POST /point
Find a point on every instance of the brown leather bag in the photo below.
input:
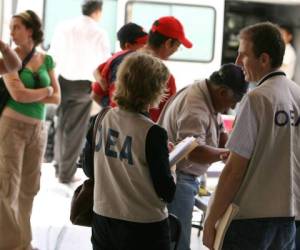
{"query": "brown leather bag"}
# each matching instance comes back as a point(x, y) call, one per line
point(81, 213)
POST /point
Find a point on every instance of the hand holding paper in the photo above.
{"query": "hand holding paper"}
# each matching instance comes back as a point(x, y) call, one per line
point(182, 149)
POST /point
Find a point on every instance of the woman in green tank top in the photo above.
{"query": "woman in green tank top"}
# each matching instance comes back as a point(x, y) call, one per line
point(22, 131)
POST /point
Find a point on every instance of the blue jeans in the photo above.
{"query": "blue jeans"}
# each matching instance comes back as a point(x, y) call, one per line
point(261, 234)
point(182, 206)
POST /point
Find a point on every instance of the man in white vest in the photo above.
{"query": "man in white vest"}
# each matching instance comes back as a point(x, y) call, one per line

========

Goal:
Excluding the pictures, reproduce every entry exactly as given.

Exercise response:
POST /point
Find a point on every instance of the brown leather bag in the photo below.
input:
{"query": "brown leather bag"}
# each matching instance comes back as a point(x, y) call, one per line
point(81, 213)
POST /point
Find a point on every instance of the hand holding paper in the photo above.
{"query": "hand holding paper"}
# each matching instance comes back as a point(x, y) call, one per line
point(182, 149)
POST /point
Find a point on every instance of the woman in green tank top in the photo above.
{"query": "woman in green tank top"}
# each matching instance comes back as a point(x, y) call, one per line
point(22, 131)
POST /point
Find a point on every instance of the blue jeans in the photo above.
{"query": "blue jeans"}
# each matching instance comes back as a point(x, y) call, one per line
point(261, 234)
point(182, 206)
POST /point
Find a point on every instance of the man in white vest in the photo above.
{"query": "man in white vest"}
# each matching instance comes back as a point(x, y) call, one per line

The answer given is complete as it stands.